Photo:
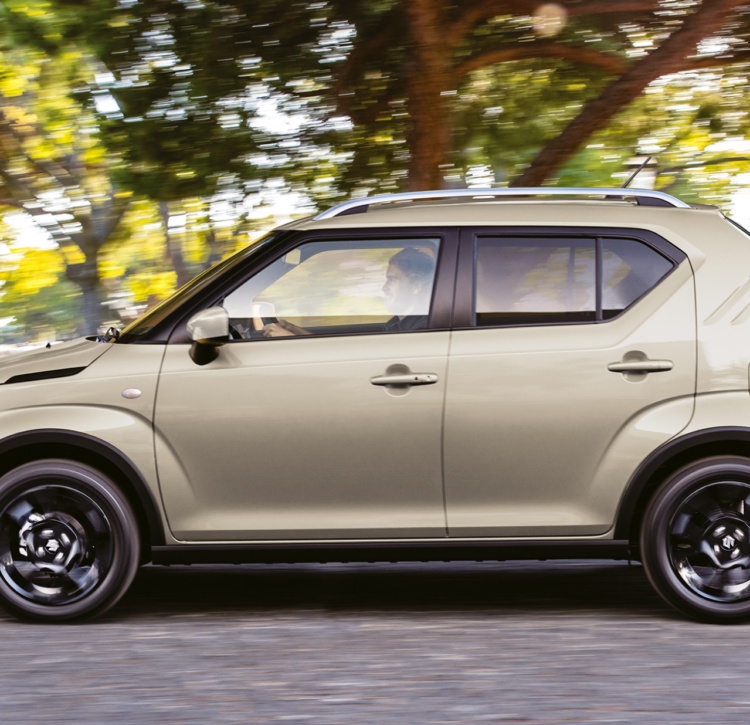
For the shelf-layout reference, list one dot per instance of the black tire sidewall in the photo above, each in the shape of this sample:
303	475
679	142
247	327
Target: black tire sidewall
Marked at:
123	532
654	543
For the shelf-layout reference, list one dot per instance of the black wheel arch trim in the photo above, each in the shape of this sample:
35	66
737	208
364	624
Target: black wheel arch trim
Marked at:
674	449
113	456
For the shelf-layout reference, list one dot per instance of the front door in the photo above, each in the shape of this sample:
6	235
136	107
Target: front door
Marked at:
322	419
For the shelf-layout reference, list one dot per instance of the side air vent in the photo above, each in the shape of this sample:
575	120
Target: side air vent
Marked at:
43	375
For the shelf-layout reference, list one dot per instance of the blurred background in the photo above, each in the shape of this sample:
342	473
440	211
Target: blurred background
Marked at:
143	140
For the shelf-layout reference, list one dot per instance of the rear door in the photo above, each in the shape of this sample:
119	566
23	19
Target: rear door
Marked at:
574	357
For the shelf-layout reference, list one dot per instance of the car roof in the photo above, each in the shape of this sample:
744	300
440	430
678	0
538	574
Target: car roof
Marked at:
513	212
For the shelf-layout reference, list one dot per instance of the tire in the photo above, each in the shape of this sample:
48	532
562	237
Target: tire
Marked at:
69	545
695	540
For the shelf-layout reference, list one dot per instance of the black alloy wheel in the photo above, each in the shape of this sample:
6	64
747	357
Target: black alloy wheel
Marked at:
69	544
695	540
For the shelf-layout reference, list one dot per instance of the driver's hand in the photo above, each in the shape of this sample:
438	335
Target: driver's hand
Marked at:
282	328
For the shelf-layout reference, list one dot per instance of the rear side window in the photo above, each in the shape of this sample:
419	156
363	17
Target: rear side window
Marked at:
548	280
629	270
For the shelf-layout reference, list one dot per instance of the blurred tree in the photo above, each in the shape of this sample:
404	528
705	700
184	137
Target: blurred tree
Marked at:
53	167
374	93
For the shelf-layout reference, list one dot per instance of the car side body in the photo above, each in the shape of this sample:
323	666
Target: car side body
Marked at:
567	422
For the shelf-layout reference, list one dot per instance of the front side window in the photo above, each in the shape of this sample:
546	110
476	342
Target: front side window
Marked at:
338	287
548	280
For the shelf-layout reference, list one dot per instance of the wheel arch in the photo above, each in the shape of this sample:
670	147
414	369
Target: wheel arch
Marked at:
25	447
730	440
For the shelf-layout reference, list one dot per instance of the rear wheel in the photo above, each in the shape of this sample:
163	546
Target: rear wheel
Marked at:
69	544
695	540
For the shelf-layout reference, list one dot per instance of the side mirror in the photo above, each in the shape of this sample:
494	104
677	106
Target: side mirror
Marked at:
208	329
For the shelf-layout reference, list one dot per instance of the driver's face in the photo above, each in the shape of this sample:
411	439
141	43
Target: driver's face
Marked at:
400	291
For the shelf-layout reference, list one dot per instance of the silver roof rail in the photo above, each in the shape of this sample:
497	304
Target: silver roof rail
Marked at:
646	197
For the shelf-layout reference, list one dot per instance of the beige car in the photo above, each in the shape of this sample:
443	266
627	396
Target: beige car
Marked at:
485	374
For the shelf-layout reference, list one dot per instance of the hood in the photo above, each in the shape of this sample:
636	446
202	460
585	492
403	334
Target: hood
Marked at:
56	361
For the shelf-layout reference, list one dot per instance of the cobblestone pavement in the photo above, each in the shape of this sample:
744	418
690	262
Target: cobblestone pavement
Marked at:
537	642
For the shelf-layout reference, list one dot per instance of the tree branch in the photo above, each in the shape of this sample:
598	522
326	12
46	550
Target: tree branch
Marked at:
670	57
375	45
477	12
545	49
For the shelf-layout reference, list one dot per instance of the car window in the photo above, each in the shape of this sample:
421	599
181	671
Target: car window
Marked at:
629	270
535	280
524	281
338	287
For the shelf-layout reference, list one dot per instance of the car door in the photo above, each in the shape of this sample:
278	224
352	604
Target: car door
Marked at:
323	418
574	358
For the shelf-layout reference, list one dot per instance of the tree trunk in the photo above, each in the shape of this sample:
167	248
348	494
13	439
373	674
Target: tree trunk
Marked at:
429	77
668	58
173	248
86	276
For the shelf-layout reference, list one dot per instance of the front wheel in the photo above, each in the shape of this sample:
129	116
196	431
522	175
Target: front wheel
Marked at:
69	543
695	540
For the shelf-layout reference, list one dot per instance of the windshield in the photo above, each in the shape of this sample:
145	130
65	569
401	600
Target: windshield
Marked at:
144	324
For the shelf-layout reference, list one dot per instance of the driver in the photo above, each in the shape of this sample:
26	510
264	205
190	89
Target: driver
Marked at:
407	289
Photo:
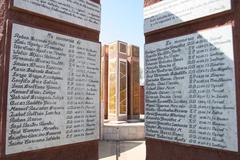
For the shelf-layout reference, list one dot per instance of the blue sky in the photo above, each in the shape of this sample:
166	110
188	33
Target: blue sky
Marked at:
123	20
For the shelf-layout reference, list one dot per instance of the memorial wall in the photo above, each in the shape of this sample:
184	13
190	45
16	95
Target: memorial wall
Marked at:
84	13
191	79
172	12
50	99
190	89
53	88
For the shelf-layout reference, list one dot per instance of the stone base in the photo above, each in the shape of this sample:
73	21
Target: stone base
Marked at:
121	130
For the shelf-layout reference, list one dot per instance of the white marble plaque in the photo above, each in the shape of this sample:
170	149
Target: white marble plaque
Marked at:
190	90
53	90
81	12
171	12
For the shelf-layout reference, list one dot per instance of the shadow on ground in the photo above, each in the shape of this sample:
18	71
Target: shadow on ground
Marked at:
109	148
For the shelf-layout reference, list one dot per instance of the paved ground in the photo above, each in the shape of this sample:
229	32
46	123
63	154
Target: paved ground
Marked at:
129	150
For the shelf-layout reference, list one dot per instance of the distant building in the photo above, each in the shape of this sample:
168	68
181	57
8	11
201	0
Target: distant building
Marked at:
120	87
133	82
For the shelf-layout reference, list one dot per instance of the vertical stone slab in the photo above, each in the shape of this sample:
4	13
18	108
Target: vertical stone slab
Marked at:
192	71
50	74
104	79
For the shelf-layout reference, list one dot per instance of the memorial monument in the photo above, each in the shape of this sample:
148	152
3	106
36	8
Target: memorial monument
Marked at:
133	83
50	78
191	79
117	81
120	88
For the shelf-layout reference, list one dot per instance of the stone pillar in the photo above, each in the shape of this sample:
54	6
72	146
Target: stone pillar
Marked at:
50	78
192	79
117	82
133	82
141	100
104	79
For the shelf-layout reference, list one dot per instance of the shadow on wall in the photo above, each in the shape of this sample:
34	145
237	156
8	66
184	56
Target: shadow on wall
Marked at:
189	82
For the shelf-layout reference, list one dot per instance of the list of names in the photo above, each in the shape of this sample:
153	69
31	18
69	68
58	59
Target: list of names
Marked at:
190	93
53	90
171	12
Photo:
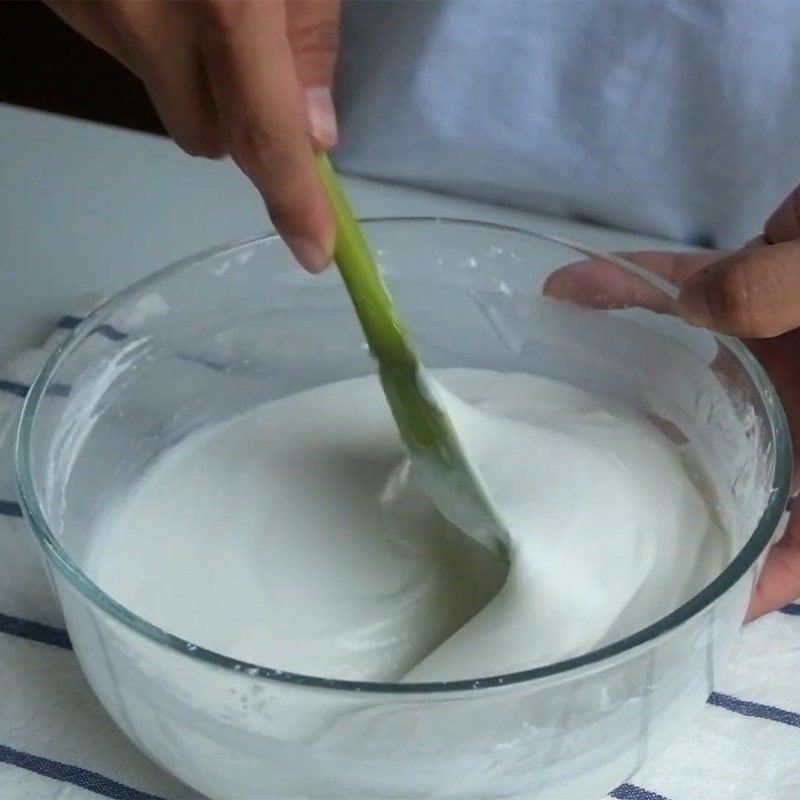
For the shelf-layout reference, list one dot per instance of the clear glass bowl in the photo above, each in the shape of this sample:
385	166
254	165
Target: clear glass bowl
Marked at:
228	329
++++++++++++++++++++
REQUIREMENT:
Go through all of the records above and change every "Marked at" to "Located at", keeping everything else the same. Leave the pictures out of the answer.

TASK SOLUTION:
Photo:
For the shelf-layout reference, list one dot per instance of the black tire sidewall in the photo above, each in the shape of this sample:
303	475
679	142
247	327
Target: black tire sidewall
Located at:
123	532
654	543
For the shelf-layout reference, list one dot per instance of the black wheel arch trim in the photo above, each in the shape of this sample:
35	66
737	208
364	624
Target: black wheel arch trim
Located at:
674	449
113	456
For the shelf-layout reference, list one dot per instance of the front door in the photo above, each in the shape of this sample:
6	235
136	107
Target: front door
Located at:
322	419
For the shelf-layout reference, list one dot per instance of the side air vent in the photo above, each in the shape of this sample:
575	120
Target: side air vent
Located at:
43	375
For the shelf-layout reference, list one dot per instance of the blurred background in the photo above, each in the shape of this sample:
342	473
440	211
Target: blurred background
Located at:
143	140
For the shelf-layout reference, list one dot per instance of the rear door in the photo above, each in the shape of this sample:
119	566
23	19
Target: rear door
Located at:
574	357
For the shelf-layout reference, list one dot per instance of the car roof in the photo above, each in the shape of this sample:
744	300
440	430
678	0
538	574
Target: car roof
Located at:
513	212
For the shelf-layout reference, list one dot per instance of the tire in the photo above, each in the shape of this sample:
48	532
562	237
Target: tire
Located at:
69	545
695	540
For the shelf-layout reference, list one dot per instance of the black alloy wheel in the photo above, each in the shape of this sample:
6	64
747	357
Target: black alloy wheel
Located at:
69	544
695	540
For the shelf-layout reference, list one dot per instance of the driver's hand in the photo above, each in the shape of this sample:
438	335
Target: driver's hand
Located at:
282	328
For the shelf-layout reference, list one dot per instance of the rear side window in the photo above, each in the shape of this sample:
419	156
363	17
Target: rear side window
Located at:
548	280
629	270
For the shelf-layout reference, list one dot per instance of the blurred tree in the photo above, each in the shape of this sample:
404	528
705	700
184	137
Target: blurred tree
Located at:
53	167
374	93
For the shelf-layout reference, list one dot per instance of the car side body in the photo above, each in the shape of this sample:
323	666
Target: car side body
Located at:
567	422
For the shelf-layout reference, list one dot per instance of the front side window in the photo above, each in the shape of this sample:
546	110
476	342
Target: front side window
Located at:
338	287
548	280
For the shelf-layout reference, list one dot per instance of the wheel arch in the photo above, each in the shape of this sample:
670	147
414	369
Target: wheel arch
Located at:
25	447
730	440
For the shelf-layout reference, list one dot per instance of the rear wheel in the photo above, each in the shape of this sample:
163	546
Target: rear wheel
Located at:
69	544
695	540
For the shelf-layout reference, list one dot per instance of the side mirror in the photo above, each in the shape of this sample:
494	104
677	106
Target: side mirror
Located at:
208	329
For the shelf-layout reference, list one dot per instance of the driver's face in the photo above, each in the shape of this sample:
411	439
141	43
Target: driver's face
Located at:
400	291
For the shelf-layout reference, list one dot per instance of the silver roof rail in the photo above, each in the shape of this sample:
497	304
Target: silver roof rail
Located at:
646	197
For the shelf-layout reference, list one dot per instance of the beige car in the photo above, each in the shape of this sample:
443	266
627	396
Target: beige car
Located at:
485	374
For the shelf-layout reference, list one dot per instance of the hood in the photo above, each in the shape of this sample:
636	446
202	460
585	492
403	334
Target: hood
Located at:
56	361
For the shelf-layout reference, list one dot per instance of the cobblestone pavement in the photo above, each in the shape of this sample:
744	418
690	262
Target: cobblestone pavement
Located at:
537	642
For the shelf-layout reference, list one dot per instance of the tree branch in the photo above, each in the shape of this sample:
598	522
326	12
46	550
Target: tree branch
Located at:
670	57
375	45
477	12
545	49
For the shelf-layout reference, list one dot per instance of the car window in the photo above, each in the shape of this sample:
421	599
181	671
Target: car window
Located at:
629	270
535	280
524	281
338	287
For the shelf-layout reference, list one dot per instance of the car door in the photo above, each in the shape of this sample:
278	224
352	604
Target: car door
Located at:
323	418
574	358
For the shelf-layout reference, list one dot per instance of the tree trunk in the photo above, each in the shape of this sample:
167	248
348	494
13	439
373	674
Target: tree trunk
Located at:
429	77
668	58
173	248
86	276
For the shelf-layout reference, list one dot per instance of the front wheel in the photo above, each in the shape of this sample:
129	116
196	431
522	175
Target: front wheel
Located at:
69	543
695	540
For the shelf-layout reference, list one dot per instance of the windshield in the photo above, each in the shape of this sample:
145	130
65	569
401	600
Target: windshield
Located at:
144	324
For the shelf-layout reference, list one dot per instance of the driver in the photo above, each in the shape of this sample:
26	510
264	205
190	89
Target: driver
Located at:
407	289
Photo:
For the shelf-layout reference, list one dot per instance of the blue sky in the photo above, each in the shape of this sample:
166	110
188	33
Target: blue sky
Located at:
123	20
For the shelf-layout reference, list one dot per instance of the memorial wall in the photo above, each in the shape of this sample:
184	13
190	45
16	95
Target: memorial wall
Located at:
84	13
191	79
172	12
50	99
190	89
53	88
For the shelf-layout reference, list one dot per instance of the stone base in the photo above, each in the shape of this sample:
73	21
Target: stone base
Located at:
121	130
For the shelf-layout reference, list one dot per instance of the white marble plaque in the photo above, each in the shape of this sample:
170	149
Target: white marble plaque
Located at:
190	90
53	90
81	12
171	12
For the shelf-layout reference, list one dot per instance of the shadow on ground in the photo above, each in the shape of this sample:
18	71
Target: shadow on ground
Located at:
109	148
For the shelf-layout reference, list one dot per instance of the paved ground in the photo above, each in the shape of this sample:
229	32
46	123
63	154
Target: paved ground
Located at:
129	150
For the shelf-layout reference, list one dot per instance of the distant building in the photo above, each in the shape of this sample:
168	68
181	57
8	11
201	0
Target: distant building
Located at:
120	87
133	82
For the shelf-layout reference, list one dot per instance of the vertical stone slab in the photo above, each in the shape of this sample:
4	13
18	108
Target: vertical stone slab
Located at:
192	71
50	74
104	79
For the shelf-layout reference, list one dot per instance of the memorial monument in the photo above, each in the shape of this sample:
148	152
3	106
36	8
Target: memorial monument
Located at:
133	83
50	78
191	79
117	81
120	88
For the shelf-layout reference, list one dot per instance of the stone pillar in the photo above, each in the shape of this sample:
54	6
72	146
Target: stone pillar
Located at:
50	78
192	79
117	82
133	82
141	100
104	79
For the shelf-layout reference, list one dot per instance of the shadow on wall in the photo above, each in the shape of this sample:
34	145
237	156
8	66
184	56
Target: shadow on wall
Located at:
189	82
For the shelf-layout reference, list one dot per instance of the list of names in the photo above, each in the shape of this sample:
153	69
31	18
69	68
58	59
Target: list of names
Located at:
190	93
53	90
171	12
Photo:
For the shelf-layout reference, list one dot per instance of the clear glass bowl in the photo above, each in the shape of this sample:
385	166
254	165
Target: clear glass bowl
Located at:
228	329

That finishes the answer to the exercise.